▶ **INSTRUCTIONS**
(a) Print the HBase issue description from "When we see" through "HRegion#applyFamilyMapToMemstore in HRegion#doMiniBatchMutation.", starting at the first phrase and ending at the second.
(b) Collect every line of the rows that contains the string "dark".

[ 
https://issues.apache.org/jira/browse/HBASE-10598?page=com.atlassian.jira.plugin.system.issuetabpanels:all-tabpanel
 ]

cuijianwei updated HBASE-10598:
-------------------------------

    Description: 
In our test environment, we find written data can't be read out occasionally. 
After debugging, we find that maximumTimestamp/minimumTimestamp of 
MemStore#timeRangeTracker might decrease/increase when 
MemStore#timeRangeTracker is updated concurrently, which might make the 
MemStore/StoreFile to be filtered incorrectly when reading data out. Let's see 
how the concurrent updating of timeRangeTracker#maximumTimestamp cause this 
problem. 
Imagining there are two threads T1 and T2 putting two KeyValues kv1 and kv2. 
kv1 and kv2 belong to the same Store(so belong to the same region), but contain 
different rowkeys. Consequently, kv1 and kv2 could be updated concurrently. 
When we see the implementation of HRegionServer#multi, kv1 and kv2 will be add 
to MemStore by HRegion#applyFamilyMapToMemstore in HRegion#doMiniBatchMutation. 
Then, MemStore#internalAdd will be invoked and MemStore#timeRangeTracker will 
be updated by TimeRangeTracker#includeTimestamp as follows:
{code}
  private void includeTimestamp(final long timestamp) {
     ...

▶ **GIVEN DATA**
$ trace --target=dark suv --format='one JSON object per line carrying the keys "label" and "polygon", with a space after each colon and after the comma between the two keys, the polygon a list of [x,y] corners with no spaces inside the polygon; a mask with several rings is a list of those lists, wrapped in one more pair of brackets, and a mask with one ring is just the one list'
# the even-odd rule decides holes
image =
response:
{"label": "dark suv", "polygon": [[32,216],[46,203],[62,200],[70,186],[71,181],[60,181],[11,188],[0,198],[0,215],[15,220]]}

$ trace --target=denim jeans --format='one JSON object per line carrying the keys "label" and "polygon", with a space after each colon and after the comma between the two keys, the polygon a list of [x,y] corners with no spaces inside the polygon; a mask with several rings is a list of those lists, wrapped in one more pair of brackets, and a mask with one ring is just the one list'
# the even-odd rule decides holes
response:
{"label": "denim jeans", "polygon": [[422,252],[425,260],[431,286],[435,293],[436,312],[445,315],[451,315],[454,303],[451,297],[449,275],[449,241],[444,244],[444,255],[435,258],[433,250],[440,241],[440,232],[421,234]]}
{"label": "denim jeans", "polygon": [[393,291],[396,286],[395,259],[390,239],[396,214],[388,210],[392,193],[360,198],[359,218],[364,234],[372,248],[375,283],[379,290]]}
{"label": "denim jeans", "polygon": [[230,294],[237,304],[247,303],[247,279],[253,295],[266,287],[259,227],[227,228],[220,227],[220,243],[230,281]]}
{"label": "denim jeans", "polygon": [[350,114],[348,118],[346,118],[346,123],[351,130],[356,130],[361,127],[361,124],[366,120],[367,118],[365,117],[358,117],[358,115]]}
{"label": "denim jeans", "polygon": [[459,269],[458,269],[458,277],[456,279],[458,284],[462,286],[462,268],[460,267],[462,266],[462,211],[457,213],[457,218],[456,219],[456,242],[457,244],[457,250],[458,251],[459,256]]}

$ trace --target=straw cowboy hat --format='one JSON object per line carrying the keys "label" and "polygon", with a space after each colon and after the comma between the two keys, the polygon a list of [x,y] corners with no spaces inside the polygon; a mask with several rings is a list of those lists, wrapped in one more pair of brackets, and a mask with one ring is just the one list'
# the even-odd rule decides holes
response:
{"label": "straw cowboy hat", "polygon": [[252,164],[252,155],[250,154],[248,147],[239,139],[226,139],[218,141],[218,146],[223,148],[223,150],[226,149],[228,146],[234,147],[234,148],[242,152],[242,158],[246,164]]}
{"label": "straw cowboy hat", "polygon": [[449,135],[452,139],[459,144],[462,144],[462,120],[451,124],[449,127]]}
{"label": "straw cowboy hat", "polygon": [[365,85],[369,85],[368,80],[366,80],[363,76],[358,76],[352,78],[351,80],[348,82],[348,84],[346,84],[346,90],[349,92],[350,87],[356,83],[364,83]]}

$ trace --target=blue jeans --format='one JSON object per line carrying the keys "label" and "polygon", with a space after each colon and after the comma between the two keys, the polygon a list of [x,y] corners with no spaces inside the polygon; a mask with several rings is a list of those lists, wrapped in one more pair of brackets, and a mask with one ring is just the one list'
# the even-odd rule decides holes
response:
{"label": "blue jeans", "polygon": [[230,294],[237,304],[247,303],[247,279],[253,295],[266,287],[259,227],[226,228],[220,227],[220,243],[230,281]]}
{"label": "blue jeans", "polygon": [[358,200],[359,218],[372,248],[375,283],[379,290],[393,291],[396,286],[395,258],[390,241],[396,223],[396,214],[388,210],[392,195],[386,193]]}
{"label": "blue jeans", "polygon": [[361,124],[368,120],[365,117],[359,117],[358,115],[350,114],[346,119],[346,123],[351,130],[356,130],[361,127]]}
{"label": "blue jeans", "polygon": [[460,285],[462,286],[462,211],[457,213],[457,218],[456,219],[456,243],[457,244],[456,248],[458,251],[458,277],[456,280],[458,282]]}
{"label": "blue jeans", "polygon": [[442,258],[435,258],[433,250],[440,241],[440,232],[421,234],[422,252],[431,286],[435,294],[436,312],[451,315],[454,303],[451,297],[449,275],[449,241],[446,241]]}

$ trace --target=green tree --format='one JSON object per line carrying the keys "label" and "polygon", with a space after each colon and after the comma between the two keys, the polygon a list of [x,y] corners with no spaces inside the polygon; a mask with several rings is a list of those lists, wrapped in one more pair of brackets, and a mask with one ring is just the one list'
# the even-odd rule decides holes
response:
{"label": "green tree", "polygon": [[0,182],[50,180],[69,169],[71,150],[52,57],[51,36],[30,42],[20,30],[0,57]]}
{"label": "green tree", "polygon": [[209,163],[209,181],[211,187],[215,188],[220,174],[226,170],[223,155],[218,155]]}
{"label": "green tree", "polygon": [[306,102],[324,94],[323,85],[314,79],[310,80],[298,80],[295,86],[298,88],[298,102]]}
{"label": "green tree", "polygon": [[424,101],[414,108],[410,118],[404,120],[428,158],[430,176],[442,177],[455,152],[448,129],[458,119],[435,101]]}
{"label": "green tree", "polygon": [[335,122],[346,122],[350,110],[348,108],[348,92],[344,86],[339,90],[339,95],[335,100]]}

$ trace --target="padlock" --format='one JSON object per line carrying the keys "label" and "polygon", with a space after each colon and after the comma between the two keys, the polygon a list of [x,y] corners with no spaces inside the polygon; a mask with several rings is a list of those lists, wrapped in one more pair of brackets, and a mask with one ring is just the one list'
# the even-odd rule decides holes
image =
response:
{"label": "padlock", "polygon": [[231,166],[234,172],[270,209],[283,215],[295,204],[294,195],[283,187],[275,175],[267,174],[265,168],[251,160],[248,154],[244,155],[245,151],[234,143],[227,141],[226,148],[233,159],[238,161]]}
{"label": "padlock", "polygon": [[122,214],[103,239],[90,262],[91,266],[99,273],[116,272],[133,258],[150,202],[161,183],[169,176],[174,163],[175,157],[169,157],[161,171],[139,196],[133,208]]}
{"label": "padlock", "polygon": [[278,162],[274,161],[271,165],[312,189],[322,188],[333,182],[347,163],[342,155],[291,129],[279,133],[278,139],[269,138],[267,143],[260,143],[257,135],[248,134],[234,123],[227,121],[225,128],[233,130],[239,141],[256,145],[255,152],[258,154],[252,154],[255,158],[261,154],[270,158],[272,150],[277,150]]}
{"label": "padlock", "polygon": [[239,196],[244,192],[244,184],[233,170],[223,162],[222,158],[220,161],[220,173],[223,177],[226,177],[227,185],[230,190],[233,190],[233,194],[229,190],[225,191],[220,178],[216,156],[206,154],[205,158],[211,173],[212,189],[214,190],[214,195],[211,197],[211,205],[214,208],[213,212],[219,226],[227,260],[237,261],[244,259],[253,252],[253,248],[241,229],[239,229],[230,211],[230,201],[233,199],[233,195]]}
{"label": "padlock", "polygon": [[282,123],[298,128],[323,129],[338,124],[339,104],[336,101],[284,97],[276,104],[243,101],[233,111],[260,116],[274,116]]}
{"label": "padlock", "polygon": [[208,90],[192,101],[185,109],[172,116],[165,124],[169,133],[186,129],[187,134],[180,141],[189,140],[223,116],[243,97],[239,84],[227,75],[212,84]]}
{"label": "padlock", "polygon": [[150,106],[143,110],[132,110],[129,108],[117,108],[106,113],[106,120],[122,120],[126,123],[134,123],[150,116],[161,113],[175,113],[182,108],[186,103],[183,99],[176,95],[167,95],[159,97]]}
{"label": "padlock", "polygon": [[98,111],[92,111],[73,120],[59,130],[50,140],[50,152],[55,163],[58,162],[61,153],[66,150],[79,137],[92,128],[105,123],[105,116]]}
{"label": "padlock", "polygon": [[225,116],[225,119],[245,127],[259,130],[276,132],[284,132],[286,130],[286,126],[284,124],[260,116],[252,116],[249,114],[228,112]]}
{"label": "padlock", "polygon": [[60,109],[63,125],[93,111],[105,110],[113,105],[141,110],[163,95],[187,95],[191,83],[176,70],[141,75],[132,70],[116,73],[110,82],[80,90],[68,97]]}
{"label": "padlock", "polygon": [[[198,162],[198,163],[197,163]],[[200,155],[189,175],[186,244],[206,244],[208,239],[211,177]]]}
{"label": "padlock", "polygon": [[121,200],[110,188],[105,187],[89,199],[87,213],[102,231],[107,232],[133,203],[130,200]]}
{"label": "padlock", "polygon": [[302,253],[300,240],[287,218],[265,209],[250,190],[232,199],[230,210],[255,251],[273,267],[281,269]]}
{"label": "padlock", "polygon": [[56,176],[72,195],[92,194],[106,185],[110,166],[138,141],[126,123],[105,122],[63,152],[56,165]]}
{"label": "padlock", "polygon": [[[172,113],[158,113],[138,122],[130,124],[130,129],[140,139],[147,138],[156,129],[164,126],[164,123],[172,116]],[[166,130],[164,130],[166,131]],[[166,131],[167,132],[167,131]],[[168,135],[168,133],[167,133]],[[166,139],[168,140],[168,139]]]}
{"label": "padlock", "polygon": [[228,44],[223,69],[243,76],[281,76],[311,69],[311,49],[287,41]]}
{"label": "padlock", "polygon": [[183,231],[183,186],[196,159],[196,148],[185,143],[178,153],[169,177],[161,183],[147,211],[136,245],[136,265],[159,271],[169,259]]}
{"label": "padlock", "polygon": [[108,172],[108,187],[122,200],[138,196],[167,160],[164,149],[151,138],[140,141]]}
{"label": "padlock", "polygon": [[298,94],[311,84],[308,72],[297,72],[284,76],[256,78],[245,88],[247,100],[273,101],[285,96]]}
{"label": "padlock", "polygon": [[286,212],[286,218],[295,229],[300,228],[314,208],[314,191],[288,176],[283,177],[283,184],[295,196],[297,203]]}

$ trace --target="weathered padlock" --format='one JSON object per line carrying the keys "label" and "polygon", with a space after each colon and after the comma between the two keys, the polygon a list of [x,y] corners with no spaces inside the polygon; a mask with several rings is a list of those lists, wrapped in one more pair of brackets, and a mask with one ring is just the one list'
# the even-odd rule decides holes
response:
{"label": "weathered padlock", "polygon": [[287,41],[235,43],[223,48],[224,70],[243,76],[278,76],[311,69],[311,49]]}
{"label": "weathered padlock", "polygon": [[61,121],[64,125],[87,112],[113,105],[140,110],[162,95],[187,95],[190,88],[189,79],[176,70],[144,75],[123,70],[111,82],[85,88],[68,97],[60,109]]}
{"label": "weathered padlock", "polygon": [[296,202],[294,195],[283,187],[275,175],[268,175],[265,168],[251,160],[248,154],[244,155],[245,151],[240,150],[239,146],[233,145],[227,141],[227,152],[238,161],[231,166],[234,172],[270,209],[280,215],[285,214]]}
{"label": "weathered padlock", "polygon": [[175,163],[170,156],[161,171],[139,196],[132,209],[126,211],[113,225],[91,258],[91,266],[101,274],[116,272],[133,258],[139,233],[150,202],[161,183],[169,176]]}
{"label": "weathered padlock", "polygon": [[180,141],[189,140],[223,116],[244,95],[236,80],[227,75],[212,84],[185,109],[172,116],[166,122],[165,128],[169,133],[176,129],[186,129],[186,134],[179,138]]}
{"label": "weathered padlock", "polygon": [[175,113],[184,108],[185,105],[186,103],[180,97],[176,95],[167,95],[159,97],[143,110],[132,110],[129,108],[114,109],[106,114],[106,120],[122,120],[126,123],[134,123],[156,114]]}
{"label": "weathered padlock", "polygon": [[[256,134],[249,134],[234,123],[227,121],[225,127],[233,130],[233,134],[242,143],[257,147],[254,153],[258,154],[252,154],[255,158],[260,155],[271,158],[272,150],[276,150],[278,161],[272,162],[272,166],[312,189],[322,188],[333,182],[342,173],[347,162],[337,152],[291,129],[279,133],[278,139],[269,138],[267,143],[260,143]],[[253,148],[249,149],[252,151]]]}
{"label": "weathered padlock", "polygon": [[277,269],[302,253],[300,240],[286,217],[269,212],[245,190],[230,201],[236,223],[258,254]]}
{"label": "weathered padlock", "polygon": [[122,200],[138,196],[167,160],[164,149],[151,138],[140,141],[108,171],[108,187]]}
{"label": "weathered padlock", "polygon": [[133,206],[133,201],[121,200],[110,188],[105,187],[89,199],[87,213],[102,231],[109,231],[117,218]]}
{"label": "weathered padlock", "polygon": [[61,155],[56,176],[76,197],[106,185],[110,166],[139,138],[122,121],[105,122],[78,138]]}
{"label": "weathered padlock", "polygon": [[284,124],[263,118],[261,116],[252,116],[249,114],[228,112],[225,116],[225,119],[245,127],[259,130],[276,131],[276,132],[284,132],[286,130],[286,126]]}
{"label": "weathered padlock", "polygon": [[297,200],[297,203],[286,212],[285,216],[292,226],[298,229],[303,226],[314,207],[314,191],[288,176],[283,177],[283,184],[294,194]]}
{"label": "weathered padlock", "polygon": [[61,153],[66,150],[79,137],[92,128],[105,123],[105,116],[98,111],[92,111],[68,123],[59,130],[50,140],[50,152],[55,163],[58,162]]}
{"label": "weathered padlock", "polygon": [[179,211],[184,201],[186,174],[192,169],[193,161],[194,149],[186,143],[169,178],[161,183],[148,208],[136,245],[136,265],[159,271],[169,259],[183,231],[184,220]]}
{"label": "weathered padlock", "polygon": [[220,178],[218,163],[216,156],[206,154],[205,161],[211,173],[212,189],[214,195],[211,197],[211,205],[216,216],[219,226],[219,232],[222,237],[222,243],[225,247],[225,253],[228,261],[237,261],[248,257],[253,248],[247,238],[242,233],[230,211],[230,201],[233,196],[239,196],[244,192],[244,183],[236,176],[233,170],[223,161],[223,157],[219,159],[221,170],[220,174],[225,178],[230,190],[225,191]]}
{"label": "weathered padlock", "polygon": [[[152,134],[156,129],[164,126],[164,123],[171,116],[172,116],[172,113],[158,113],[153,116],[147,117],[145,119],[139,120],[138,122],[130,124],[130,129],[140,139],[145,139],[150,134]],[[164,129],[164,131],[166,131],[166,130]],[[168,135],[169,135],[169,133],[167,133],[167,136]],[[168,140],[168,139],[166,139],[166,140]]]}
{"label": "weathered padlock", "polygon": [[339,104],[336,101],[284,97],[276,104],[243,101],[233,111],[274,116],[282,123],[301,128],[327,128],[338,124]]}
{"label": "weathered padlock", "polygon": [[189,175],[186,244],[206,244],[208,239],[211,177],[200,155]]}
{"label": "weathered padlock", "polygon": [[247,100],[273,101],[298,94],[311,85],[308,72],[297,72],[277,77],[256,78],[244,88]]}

▶ **TASK ANSWERS**
(a)
When we see the implementation of HRegionServer#multi, kv1 and kv2 will be add 
to MemStore by HRegion#applyFamilyMapToMemstore in HRegion#doMiniBatchMutation.

(b)
$ trace --target=dark suv --format='one JSON object per line carrying the keys "label" and "polygon", with a space after each colon and after the comma between the two keys, the polygon a list of [x,y] corners with no spaces inside the polygon; a mask with several rings is a list of those lists, wrapped in one more pair of brackets, and a mask with one ring is just the one list'
{"label": "dark suv", "polygon": [[32,216],[46,203],[62,200],[70,186],[71,181],[60,181],[11,188],[0,198],[0,215],[15,220]]}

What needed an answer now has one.